Aim of the exercise: Please go line by line and repeat the data below exactly, with no images.

Input data:
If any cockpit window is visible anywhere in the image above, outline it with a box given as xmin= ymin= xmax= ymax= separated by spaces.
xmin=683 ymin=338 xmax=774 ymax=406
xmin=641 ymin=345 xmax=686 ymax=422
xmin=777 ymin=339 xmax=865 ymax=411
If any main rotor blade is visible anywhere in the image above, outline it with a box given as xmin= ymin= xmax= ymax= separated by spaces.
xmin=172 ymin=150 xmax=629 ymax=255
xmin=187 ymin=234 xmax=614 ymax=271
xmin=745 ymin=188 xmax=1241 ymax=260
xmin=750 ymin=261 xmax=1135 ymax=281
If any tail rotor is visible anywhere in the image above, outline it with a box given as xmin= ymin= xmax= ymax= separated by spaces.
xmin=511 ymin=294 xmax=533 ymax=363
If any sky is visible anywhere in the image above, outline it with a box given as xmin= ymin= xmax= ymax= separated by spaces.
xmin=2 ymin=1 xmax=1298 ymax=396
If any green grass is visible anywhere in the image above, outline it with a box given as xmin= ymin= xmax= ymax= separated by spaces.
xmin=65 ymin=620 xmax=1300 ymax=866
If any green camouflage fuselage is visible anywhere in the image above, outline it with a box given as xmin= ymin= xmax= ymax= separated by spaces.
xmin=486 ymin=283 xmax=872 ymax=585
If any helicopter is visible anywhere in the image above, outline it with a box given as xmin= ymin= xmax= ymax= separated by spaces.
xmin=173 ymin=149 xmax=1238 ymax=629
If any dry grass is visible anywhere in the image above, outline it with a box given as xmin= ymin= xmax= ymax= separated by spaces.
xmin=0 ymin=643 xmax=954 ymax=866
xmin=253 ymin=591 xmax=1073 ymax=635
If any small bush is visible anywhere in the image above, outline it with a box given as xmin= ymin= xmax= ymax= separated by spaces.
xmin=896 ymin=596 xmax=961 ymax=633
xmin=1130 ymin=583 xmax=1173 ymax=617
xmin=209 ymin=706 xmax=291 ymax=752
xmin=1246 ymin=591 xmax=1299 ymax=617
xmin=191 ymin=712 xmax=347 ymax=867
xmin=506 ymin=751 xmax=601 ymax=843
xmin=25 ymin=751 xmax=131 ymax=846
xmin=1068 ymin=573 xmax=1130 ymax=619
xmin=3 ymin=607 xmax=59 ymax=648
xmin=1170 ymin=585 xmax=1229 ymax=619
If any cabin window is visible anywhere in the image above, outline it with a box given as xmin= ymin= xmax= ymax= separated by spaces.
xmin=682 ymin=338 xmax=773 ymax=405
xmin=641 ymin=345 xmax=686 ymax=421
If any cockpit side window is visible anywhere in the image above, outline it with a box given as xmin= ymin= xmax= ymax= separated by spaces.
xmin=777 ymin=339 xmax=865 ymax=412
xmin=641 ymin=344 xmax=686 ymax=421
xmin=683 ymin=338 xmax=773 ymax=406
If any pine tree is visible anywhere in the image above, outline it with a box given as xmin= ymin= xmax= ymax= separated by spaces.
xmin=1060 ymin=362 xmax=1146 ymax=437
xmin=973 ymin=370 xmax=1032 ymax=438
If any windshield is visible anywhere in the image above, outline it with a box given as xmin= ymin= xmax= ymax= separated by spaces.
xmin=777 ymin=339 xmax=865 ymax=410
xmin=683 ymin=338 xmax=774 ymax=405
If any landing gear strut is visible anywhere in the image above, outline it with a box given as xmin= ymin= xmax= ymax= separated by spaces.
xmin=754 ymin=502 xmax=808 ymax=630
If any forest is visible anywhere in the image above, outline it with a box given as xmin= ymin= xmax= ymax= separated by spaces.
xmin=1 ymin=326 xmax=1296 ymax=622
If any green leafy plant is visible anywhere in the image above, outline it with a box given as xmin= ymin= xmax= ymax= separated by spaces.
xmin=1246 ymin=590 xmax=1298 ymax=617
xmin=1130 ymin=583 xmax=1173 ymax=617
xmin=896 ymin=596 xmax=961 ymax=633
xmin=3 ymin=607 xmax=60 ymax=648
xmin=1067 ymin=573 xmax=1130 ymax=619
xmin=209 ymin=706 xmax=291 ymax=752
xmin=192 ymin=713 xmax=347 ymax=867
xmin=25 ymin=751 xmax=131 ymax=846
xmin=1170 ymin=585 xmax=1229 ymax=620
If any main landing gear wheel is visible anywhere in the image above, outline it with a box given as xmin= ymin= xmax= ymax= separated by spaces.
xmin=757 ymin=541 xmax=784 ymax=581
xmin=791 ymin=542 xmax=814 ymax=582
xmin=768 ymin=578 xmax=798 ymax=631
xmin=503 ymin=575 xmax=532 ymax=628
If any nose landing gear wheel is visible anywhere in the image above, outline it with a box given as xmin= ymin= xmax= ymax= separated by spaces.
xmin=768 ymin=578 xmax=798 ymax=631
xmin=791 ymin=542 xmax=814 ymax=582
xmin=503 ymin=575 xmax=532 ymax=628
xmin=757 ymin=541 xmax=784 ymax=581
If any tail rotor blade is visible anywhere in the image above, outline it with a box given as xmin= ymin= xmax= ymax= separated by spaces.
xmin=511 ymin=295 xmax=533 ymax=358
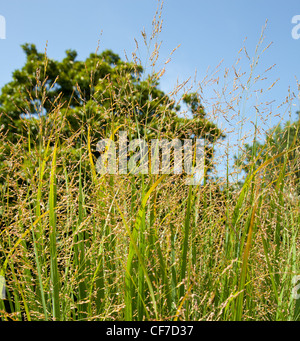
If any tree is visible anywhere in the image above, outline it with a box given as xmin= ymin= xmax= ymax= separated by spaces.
xmin=235 ymin=113 xmax=300 ymax=192
xmin=0 ymin=43 xmax=225 ymax=177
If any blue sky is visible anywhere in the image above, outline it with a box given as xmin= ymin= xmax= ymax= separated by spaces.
xmin=0 ymin=0 xmax=299 ymax=177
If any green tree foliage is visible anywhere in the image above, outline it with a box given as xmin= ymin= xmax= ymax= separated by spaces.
xmin=0 ymin=43 xmax=224 ymax=141
xmin=0 ymin=43 xmax=225 ymax=192
xmin=235 ymin=113 xmax=300 ymax=192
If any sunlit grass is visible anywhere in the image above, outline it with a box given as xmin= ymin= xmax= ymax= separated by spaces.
xmin=0 ymin=4 xmax=299 ymax=321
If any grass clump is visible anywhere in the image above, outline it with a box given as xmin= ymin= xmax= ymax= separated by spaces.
xmin=0 ymin=4 xmax=299 ymax=321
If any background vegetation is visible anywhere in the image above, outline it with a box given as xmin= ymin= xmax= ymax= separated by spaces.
xmin=0 ymin=7 xmax=299 ymax=321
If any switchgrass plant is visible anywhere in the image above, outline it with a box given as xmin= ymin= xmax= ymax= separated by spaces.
xmin=0 ymin=4 xmax=299 ymax=321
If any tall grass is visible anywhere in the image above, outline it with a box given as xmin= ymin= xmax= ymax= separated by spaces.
xmin=0 ymin=5 xmax=299 ymax=321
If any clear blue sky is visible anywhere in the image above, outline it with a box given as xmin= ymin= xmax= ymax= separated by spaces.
xmin=0 ymin=0 xmax=299 ymax=177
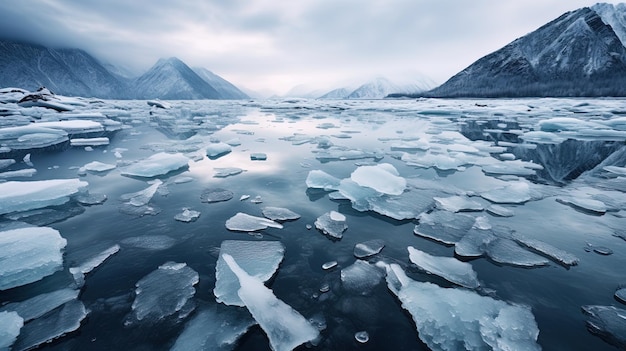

Answer to this exercise:
If any cockpit window is visible anywhere in the image above, outline it with a box given as xmin= ymin= xmax= ymax= separated by spaces.
xmin=683 ymin=338 xmax=774 ymax=406
xmin=641 ymin=345 xmax=686 ymax=422
xmin=777 ymin=339 xmax=865 ymax=411
If any main rotor blade is visible anywhere in the image above, outline it with a box given as xmin= ymin= xmax= ymax= separated by spaces.
xmin=172 ymin=150 xmax=629 ymax=255
xmin=187 ymin=234 xmax=614 ymax=271
xmin=745 ymin=188 xmax=1241 ymax=260
xmin=750 ymin=261 xmax=1135 ymax=281
If any tail rotor is visible anywhere in the image above, outline it with a box given as xmin= ymin= xmax= ymax= separated by spaces.
xmin=511 ymin=294 xmax=533 ymax=363
If any sky is visible anywhere in the image above, outline it with a box given as xmin= ymin= xmax= ymax= separated by spaces.
xmin=2 ymin=1 xmax=1298 ymax=396
If any green grass is visible anywhere in the image above, outline it with a box given as xmin= ymin= xmax= ymax= separated by spaces.
xmin=65 ymin=620 xmax=1300 ymax=866
If any green camouflage fuselage is visible anywhere in the image above, outline it with a box given as xmin= ymin= xmax= ymax= separated by spaces.
xmin=486 ymin=283 xmax=872 ymax=585
If any helicopter is visible anywhere in the image above, outline it with a box given as xmin= ymin= xmax= ymax= separated by spaces.
xmin=173 ymin=149 xmax=1238 ymax=629
If any dry grass is visible anywhere in the image above, outline it with a box given as xmin= ymin= xmax= ymax= separated by spaces.
xmin=0 ymin=643 xmax=954 ymax=866
xmin=253 ymin=591 xmax=1073 ymax=635
If any small bush is visible anywhere in the image above, outline it with a box given as xmin= ymin= xmax= ymax= separated by spaces.
xmin=896 ymin=596 xmax=961 ymax=633
xmin=1130 ymin=583 xmax=1173 ymax=617
xmin=209 ymin=706 xmax=291 ymax=752
xmin=1246 ymin=591 xmax=1299 ymax=617
xmin=191 ymin=712 xmax=347 ymax=867
xmin=506 ymin=751 xmax=601 ymax=843
xmin=25 ymin=751 xmax=131 ymax=846
xmin=1068 ymin=573 xmax=1130 ymax=619
xmin=3 ymin=607 xmax=59 ymax=648
xmin=1170 ymin=585 xmax=1229 ymax=619
If any cabin window is visible anywhere in the image above, outline it with a box given as xmin= ymin= xmax= ymax= separated by spaces.
xmin=682 ymin=338 xmax=773 ymax=405
xmin=641 ymin=345 xmax=686 ymax=421
If any cockpit side window is visible anywhere in the image above, outline it with a box given as xmin= ymin= xmax= ymax= separated by spaces.
xmin=777 ymin=339 xmax=865 ymax=412
xmin=641 ymin=344 xmax=686 ymax=421
xmin=683 ymin=338 xmax=773 ymax=406
If any pine tree is visible anywhere in the image above, outline it with a box given as xmin= ymin= xmax= ymax= separated by spaces.
xmin=1060 ymin=362 xmax=1146 ymax=437
xmin=973 ymin=370 xmax=1032 ymax=438
If any windshield is visible anywhere in the image above, outline it with a box given as xmin= ymin= xmax= ymax= separated by spaces.
xmin=777 ymin=339 xmax=865 ymax=410
xmin=683 ymin=338 xmax=774 ymax=405
If any landing gear strut is visible anywhere in the image above, outline it with a box given as xmin= ymin= xmax= ymax= separated by spaces.
xmin=754 ymin=502 xmax=808 ymax=630
If any forest is visible anywhere in the image above, outline it with a box given as xmin= ymin= xmax= ymax= separated by spaces.
xmin=1 ymin=326 xmax=1296 ymax=622
If any green leafy plant is visible anywhere in the image above, outline it with a box given as xmin= ymin= xmax= ymax= separated by spaces.
xmin=1246 ymin=590 xmax=1298 ymax=617
xmin=1130 ymin=583 xmax=1173 ymax=617
xmin=896 ymin=596 xmax=961 ymax=633
xmin=3 ymin=607 xmax=60 ymax=648
xmin=1067 ymin=573 xmax=1130 ymax=619
xmin=209 ymin=706 xmax=291 ymax=752
xmin=192 ymin=713 xmax=347 ymax=867
xmin=25 ymin=751 xmax=131 ymax=846
xmin=1170 ymin=585 xmax=1229 ymax=620
If any main landing gear wheel is visible anywhere in the image above, outline it with a box given as xmin= ymin= xmax= ymax= separated by spaces.
xmin=757 ymin=541 xmax=784 ymax=581
xmin=791 ymin=542 xmax=814 ymax=582
xmin=768 ymin=578 xmax=798 ymax=631
xmin=503 ymin=575 xmax=532 ymax=628
If any nose landing gear wheel is visible anywhere in the image above, outline it with a box given as xmin= ymin= xmax= ymax= separated by spaces.
xmin=768 ymin=578 xmax=798 ymax=631
xmin=791 ymin=542 xmax=814 ymax=582
xmin=503 ymin=575 xmax=532 ymax=628
xmin=757 ymin=541 xmax=784 ymax=581
If any tail rotor blade is visible anywhere in the image above, outline it with a box given as xmin= ymin= xmax= ymax= separated by spaces.
xmin=511 ymin=295 xmax=533 ymax=358
If any tree is visible anywhere in the image above, outline it with a box given as xmin= ymin= xmax= ymax= separated by spaces.
xmin=235 ymin=113 xmax=300 ymax=192
xmin=0 ymin=43 xmax=225 ymax=177
If any blue sky is visible anywhere in the image above, outline it with a box given as xmin= ymin= xmax= ymax= separated by spaces.
xmin=0 ymin=0 xmax=299 ymax=177
If any green tree foliage is visible anywhere in the image above, outline it with a box given as xmin= ymin= xmax= ymax= separated by spaces.
xmin=0 ymin=43 xmax=224 ymax=141
xmin=0 ymin=43 xmax=225 ymax=192
xmin=235 ymin=113 xmax=300 ymax=192
If any sunlit grass is visible anywhere in the image above, outline it with a box given as xmin= ymin= xmax= ymax= separated by spaces.
xmin=0 ymin=4 xmax=299 ymax=321
If any grass clump is visible anywhere in the image above, outline it with a box given as xmin= ymin= xmax= ymax= separated by spaces.
xmin=0 ymin=4 xmax=299 ymax=321
If any background vegetation is visible anywhere in the image above, outline it with a box given as xmin= ymin= xmax= ymax= separated by spaces.
xmin=0 ymin=7 xmax=299 ymax=321
If any switchgrass plant is visible anywhere in the image above, outline it with a box given as xmin= ymin= xmax= ymax= separated by spaces.
xmin=0 ymin=4 xmax=299 ymax=321
If any tall grass is visible anywhere in the image above, outline it with a box given as xmin= ymin= xmax= ymax= separated by spaces.
xmin=0 ymin=5 xmax=299 ymax=321
If any clear blue sky is visible anywhere in the image above, outline it with a box given as xmin= ymin= xmax= ymax= separated by spaces.
xmin=0 ymin=0 xmax=299 ymax=177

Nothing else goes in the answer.